● TEXT EXCERPT:
Friday, April 23, 2021

Site Mapping

 

My next task for this project was to construct a site map for Piney Croft before we are scheduled to do the scanning of the site. The goal for this stage of the project was to create two separate site maps with one being done from a distance using only google maps to discern where to scan which is to replicate the scenario of a far away site that we cannot visit before scanning. The second was done with the benefit of living nearby the site in mind by visiting the site physically to plan where the scanner would go.

                The first site map in figure one was completed before I visited Piney Croft with the white markers denoting where the scanner would go. There are a few concepts that influence where I placed the markers which include avoiding or scanning around trees and other obstructions, scanning on corners, scanning at a distance as well as up close, overlapping scans, and scanning underneath or behind columns or overhanging eaves. From a distance a few different problems were already prevalent such as the number of visible vegetation and trees prevalent around the property especially along right-hand side. Some of the problems associated with distanced site mapping include the date of the google maps photography as the topography may be different with new obstructions or the removal of the previous one.

Figure 1

                This past weekend I was able to travel to Piney Croft to create a new site map to get that physical element in understanding it. Figure 2 is the site map that came from this visit. A few differences include the shifting of most scan points, the inclusion of more scan points, as well as the inclusion of scan points for locations that I could not recognize on google maps. The overhanging eaves, columned patio in the back, and bushes lining the front meant that I had to adapt the map to accommodate these formations to construct a more complete scan without the allowance of blind spots to develop. One of the biggest benefits of constructing the site map in person was finding that the vegetation situation was different then I both imagined and could perceive from a distance. Trees prevalent on Google Maps are no longer there, likewise, open areas previously devoid of obstructions now had new trees in their place. Additionally, visiting the site in person allows me to see the vista for each spot I would place the scanner which gave me a better idea of the quality of scan I would be getting.

● RAW DATA:
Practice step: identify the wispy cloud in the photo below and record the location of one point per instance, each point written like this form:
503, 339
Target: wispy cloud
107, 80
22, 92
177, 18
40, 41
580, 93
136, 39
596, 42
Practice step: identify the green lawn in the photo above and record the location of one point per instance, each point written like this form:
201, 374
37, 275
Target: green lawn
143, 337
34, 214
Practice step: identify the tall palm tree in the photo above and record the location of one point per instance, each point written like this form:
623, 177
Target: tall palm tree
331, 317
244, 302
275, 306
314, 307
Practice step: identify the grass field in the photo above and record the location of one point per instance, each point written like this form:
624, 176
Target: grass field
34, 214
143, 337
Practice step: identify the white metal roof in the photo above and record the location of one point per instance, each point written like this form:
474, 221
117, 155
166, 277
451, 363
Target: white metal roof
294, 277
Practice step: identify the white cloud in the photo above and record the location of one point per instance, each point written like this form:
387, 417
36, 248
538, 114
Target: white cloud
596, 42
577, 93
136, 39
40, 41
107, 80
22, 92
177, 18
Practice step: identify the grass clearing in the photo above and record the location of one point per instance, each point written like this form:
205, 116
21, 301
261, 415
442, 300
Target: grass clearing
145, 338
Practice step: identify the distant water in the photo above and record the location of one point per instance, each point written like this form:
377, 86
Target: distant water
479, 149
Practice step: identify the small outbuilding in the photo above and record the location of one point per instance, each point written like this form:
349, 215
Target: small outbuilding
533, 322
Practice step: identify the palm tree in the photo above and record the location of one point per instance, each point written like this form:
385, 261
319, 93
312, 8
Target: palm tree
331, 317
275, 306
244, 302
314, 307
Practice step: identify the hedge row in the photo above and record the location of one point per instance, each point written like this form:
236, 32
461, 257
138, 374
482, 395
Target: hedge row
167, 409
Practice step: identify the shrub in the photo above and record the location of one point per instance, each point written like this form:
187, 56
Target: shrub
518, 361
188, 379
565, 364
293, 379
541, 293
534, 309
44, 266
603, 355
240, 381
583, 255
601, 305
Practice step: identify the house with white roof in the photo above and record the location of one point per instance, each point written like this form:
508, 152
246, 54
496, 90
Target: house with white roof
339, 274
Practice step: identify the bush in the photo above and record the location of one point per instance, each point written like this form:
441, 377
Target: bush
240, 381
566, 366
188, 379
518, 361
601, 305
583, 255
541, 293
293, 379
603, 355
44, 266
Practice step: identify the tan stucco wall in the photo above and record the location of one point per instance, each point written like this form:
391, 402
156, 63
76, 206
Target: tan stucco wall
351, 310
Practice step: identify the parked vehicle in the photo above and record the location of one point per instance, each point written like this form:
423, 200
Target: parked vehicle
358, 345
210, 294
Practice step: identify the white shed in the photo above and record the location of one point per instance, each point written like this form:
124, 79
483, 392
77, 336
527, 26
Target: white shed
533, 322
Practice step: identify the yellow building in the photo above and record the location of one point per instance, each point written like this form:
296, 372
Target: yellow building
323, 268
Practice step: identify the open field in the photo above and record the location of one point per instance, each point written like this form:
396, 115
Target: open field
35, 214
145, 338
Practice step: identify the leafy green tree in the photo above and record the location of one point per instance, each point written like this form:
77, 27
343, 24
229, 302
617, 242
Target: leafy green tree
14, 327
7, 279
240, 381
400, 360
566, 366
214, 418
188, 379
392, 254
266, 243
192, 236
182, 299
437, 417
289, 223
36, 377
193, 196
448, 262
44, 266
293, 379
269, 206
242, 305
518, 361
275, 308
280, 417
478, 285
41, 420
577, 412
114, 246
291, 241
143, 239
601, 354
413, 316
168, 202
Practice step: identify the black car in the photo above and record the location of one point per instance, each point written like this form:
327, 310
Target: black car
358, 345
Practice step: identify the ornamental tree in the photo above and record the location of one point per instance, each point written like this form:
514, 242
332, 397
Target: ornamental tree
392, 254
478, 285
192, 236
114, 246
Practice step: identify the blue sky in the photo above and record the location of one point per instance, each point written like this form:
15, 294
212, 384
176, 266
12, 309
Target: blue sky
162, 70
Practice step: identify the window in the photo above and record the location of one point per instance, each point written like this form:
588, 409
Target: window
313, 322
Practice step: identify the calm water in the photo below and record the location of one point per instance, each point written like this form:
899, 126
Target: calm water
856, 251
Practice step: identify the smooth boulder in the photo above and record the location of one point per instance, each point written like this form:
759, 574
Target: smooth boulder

● EXERCISE BRIEF:
In the site mapping post, what do the white markers on the first site map indicate?

● ANSWER BELOW:
They mark where the scanner would go.